Records from a point-labeling set

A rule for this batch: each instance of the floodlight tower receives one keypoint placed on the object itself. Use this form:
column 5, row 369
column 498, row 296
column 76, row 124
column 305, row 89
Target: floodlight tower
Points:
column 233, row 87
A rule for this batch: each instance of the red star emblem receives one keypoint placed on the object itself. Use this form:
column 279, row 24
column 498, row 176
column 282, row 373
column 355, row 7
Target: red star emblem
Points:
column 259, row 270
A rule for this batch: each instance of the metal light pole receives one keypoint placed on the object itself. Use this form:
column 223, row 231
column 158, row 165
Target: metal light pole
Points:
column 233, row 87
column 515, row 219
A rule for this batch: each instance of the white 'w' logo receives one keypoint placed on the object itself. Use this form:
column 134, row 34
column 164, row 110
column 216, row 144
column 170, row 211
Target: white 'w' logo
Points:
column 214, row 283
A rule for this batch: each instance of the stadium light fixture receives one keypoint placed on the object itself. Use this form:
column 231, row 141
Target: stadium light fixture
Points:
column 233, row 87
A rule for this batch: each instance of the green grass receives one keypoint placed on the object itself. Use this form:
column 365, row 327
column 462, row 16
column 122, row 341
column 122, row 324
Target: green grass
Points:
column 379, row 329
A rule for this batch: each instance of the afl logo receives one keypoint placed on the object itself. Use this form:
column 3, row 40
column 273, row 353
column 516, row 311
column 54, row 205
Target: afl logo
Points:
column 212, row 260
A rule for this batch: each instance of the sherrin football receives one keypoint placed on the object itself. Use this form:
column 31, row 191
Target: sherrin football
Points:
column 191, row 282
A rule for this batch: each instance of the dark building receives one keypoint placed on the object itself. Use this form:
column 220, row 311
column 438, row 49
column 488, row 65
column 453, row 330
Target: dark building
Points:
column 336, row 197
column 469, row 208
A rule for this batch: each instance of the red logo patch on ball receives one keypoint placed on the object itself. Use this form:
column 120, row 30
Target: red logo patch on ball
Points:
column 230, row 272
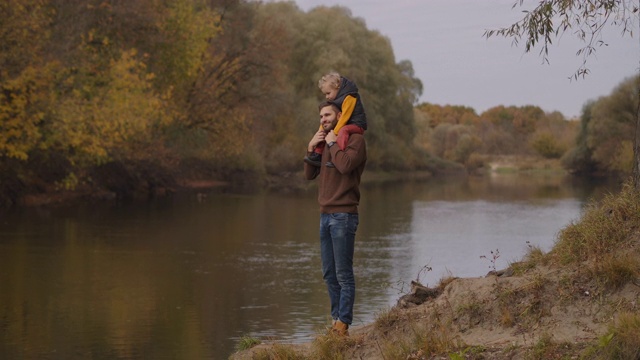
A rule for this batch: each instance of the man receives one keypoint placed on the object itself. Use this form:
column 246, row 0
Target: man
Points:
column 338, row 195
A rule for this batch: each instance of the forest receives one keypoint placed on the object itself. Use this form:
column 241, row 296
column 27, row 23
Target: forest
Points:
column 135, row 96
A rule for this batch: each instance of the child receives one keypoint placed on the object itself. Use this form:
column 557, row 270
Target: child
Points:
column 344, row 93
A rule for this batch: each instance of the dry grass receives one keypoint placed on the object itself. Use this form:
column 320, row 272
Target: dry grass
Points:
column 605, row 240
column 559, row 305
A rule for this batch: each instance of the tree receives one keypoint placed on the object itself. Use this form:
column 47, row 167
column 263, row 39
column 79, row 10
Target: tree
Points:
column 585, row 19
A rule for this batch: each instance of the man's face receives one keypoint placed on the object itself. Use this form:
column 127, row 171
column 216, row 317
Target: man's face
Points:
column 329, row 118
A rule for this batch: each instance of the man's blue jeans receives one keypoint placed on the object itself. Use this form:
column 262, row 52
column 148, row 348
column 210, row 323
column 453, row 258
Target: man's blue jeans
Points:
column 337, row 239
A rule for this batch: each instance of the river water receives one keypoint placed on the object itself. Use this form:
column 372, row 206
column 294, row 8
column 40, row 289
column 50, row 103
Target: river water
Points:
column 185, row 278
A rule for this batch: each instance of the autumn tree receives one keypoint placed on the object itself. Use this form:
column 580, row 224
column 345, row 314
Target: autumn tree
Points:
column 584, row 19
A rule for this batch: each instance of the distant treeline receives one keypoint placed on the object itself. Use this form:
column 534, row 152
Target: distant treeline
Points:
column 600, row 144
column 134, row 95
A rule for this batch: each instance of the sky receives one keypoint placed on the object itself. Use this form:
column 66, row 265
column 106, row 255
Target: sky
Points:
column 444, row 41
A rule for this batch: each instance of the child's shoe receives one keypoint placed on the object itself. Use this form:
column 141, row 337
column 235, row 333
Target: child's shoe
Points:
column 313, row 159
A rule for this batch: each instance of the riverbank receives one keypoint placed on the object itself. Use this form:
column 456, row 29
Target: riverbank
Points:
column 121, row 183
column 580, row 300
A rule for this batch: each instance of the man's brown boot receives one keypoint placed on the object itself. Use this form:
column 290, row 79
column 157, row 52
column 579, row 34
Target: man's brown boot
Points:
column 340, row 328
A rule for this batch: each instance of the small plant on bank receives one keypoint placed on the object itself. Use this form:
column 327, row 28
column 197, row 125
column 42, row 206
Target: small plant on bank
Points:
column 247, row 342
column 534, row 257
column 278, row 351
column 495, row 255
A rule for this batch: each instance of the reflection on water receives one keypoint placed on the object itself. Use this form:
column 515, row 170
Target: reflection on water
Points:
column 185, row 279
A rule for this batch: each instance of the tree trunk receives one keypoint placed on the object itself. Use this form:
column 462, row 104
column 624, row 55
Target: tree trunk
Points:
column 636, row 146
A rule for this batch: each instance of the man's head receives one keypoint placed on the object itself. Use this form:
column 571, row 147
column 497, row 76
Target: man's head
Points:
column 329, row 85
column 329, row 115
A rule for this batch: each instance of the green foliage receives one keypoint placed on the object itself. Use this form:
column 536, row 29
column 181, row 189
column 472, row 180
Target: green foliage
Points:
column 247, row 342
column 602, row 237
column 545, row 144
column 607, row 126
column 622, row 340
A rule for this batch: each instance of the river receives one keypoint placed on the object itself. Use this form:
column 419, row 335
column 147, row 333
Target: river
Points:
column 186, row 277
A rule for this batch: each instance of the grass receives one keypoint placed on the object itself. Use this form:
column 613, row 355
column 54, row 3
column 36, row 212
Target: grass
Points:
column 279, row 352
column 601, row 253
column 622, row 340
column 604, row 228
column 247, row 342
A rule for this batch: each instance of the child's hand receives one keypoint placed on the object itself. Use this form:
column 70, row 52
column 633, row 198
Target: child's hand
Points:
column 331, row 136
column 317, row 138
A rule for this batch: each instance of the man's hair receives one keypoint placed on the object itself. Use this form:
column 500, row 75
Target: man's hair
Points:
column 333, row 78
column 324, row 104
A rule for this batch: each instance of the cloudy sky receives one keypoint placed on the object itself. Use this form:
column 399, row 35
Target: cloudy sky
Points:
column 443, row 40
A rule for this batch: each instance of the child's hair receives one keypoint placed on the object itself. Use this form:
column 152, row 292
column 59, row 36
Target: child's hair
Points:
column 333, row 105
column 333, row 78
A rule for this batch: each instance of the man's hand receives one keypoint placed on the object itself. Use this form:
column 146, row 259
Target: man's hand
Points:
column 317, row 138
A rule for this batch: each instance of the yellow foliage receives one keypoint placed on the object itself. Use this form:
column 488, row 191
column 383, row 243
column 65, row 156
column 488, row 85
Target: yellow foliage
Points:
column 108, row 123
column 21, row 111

■ **EXERCISE GOAL**:
Could you pull every line of the material above word for word, leaving the pictures out of your answer?

■ **EXERCISE OUTPUT**:
A rule for this batch: each instance of the floodlight tower receives one keypoint placed on the object itself. Use this form:
column 5, row 369
column 498, row 296
column 76, row 124
column 305, row 89
Target: floodlight tower
Points:
column 233, row 87
A rule for this batch: each instance of the red star emblem receives one keypoint placed on the object itself. Use this form:
column 279, row 24
column 498, row 176
column 282, row 373
column 355, row 7
Target: red star emblem
Points:
column 259, row 270
A rule for this batch: each instance of the metal light pole receives one keypoint placed on the object itself. Use this form:
column 223, row 231
column 158, row 165
Target: metal light pole
Points:
column 233, row 87
column 515, row 219
A rule for this batch: each instance of the white 'w' logo receives one keypoint placed on the object itself. Use this form:
column 134, row 34
column 164, row 110
column 216, row 144
column 170, row 211
Target: white 'w' logo
Points:
column 214, row 283
A rule for this batch: each instance of the stadium light fixture receives one keypoint placed on the object itself. Use this form:
column 231, row 141
Target: stadium light fixture
Points:
column 233, row 87
A rule for this batch: each instance of the green grass receives one keypoint placed on the object itself. Use this form:
column 365, row 327
column 462, row 16
column 122, row 341
column 122, row 324
Target: green grass
Points:
column 379, row 329
A rule for this batch: each instance of the afl logo receives one keypoint placed on the object itself. Use this form:
column 3, row 40
column 273, row 353
column 516, row 311
column 54, row 205
Target: afl logo
Points:
column 212, row 260
A rule for this batch: each instance of the sherrin football receives one keypoint placed on the object itself. Use this form:
column 31, row 191
Target: sherrin football
Points:
column 191, row 282
A rule for this batch: each instance of the dark building receives one keypoint placed on the object itself. Use this form:
column 220, row 311
column 438, row 49
column 488, row 65
column 453, row 330
Target: dark building
Points:
column 336, row 197
column 469, row 208
A rule for this batch: each instance of the red logo patch on ball receives one keypoint placed on the object itself. Use this form:
column 120, row 30
Target: red logo patch on ball
Points:
column 230, row 272
A rule for this batch: each instance of the man receives one keypoint placed on the object itself. Use this form:
column 246, row 0
Target: man
Points:
column 338, row 195
A rule for this batch: each instance of the forest receives one keypoint placed on the object itself. Use this form:
column 241, row 296
column 27, row 23
Target: forest
Points:
column 135, row 96
A rule for this batch: each instance of the child receives one keypoint placed on the object itself. Use this form:
column 557, row 270
Target: child
Points:
column 344, row 93
A rule for this batch: each instance of the dry grass receives one keypoint placed on the object itself. Use this form:
column 320, row 272
Target: dry grass
Points:
column 605, row 240
column 559, row 305
A rule for this batch: each instance of the tree receives one keypoint placed on the object itself. Use this form:
column 47, row 167
column 263, row 39
column 79, row 10
Target: tree
Points:
column 585, row 19
A rule for this batch: each instance of the man's face receives one keypoint placed on the object itself. Use this form:
column 127, row 171
column 216, row 317
Target: man's face
Points:
column 329, row 118
A rule for this batch: each instance of the man's blue jeans receives one keypoint placed on the object itself. Use this form:
column 262, row 52
column 148, row 348
column 210, row 323
column 453, row 258
Target: man's blue jeans
Points:
column 337, row 239
A rule for this batch: each instance of the river water receives one keypoint placed on the object itself. Use this form:
column 372, row 206
column 294, row 8
column 40, row 289
column 50, row 103
Target: river water
Points:
column 185, row 278
A rule for this batch: each instance of the autumn tree receives one keypoint placed on the object itself. Use this form:
column 580, row 224
column 345, row 314
Target: autumn tree
Points:
column 584, row 19
A rule for this batch: each instance of the distant treeline receives one keypoint placed on the object itself. Use this form:
column 534, row 152
Target: distant treeline
Points:
column 600, row 144
column 134, row 95
A rule for this batch: each instance of the sky receives one keypoint placed on the object itself. Use this form:
column 66, row 265
column 106, row 255
Target: sky
Points:
column 444, row 41
A rule for this batch: each instance of the child's shoe receives one keypoint placed on the object itself. Use this form:
column 141, row 337
column 235, row 333
Target: child's shoe
Points:
column 313, row 159
A rule for this batch: each instance of the riverbank receives one keypoint placed on the object itself. Use this form:
column 456, row 29
Target: riverbank
Points:
column 121, row 183
column 580, row 300
A rule for this batch: each instance of the man's brown boot receives one keypoint placed on the object itself. Use this form:
column 290, row 79
column 157, row 52
column 579, row 34
Target: man's brown boot
Points:
column 340, row 328
A rule for this batch: each instance of the small plant on bank receives one keypoint placed on the object itself. Use this form:
column 327, row 28
column 197, row 125
column 42, row 206
Target: small plant on bank
Points:
column 247, row 342
column 534, row 257
column 278, row 351
column 495, row 255
A rule for this batch: each instance of the reflection on water receives one keypoint placed on the object itself. Use this form:
column 515, row 170
Target: reflection on water
Points:
column 185, row 279
A rule for this batch: each instance of the tree trunk receives one keypoint placed on the object itself. Use this form:
column 462, row 104
column 624, row 55
Target: tree trunk
Points:
column 636, row 146
A rule for this batch: each instance of the man's head receives one keypoint placed on the object itself. Use this form:
column 571, row 147
column 497, row 76
Target: man's head
Points:
column 329, row 85
column 329, row 115
A rule for this batch: each instance of the green foliage receives one keypoint placed on the object itself. Use this form:
column 536, row 29
column 181, row 189
column 472, row 180
Target: green foliage
Points:
column 247, row 342
column 602, row 237
column 545, row 144
column 607, row 126
column 622, row 340
A rule for this batch: each instance of the river receives one keypoint placed on the object itself. Use this form:
column 419, row 335
column 147, row 333
Target: river
Points:
column 186, row 277
A rule for this batch: each instance of the grass receives one keypoint placed on the object itself. Use this form:
column 613, row 355
column 54, row 3
column 36, row 212
Target: grass
Points:
column 279, row 352
column 601, row 253
column 622, row 340
column 604, row 228
column 247, row 342
A rule for this batch: each instance of the child's hand receives one keypoint placed on the object itself. Use this form:
column 70, row 52
column 633, row 198
Target: child's hand
Points:
column 331, row 136
column 317, row 138
A rule for this batch: each instance of the man's hair receives one keypoint placed on the object itself. Use this form:
column 500, row 75
Target: man's hair
Points:
column 333, row 78
column 324, row 104
A rule for this batch: each instance of the cloudy sky receives one keypoint placed on the object itself. Use this form:
column 399, row 35
Target: cloudy sky
Points:
column 443, row 40
A rule for this batch: each instance of the child's hair receives one keypoint placed on the object itself. Use this form:
column 152, row 292
column 59, row 36
Target: child's hair
Points:
column 333, row 105
column 333, row 78
A rule for this batch: each instance of the man's hand receives one keypoint placed on the object itself. Use this form:
column 146, row 259
Target: man's hand
Points:
column 317, row 138
A rule for this batch: each instance of the yellow foliage receives one keypoint placed on the object itself. Use this form:
column 488, row 191
column 383, row 243
column 65, row 156
column 488, row 85
Target: yellow foliage
Points:
column 108, row 123
column 21, row 111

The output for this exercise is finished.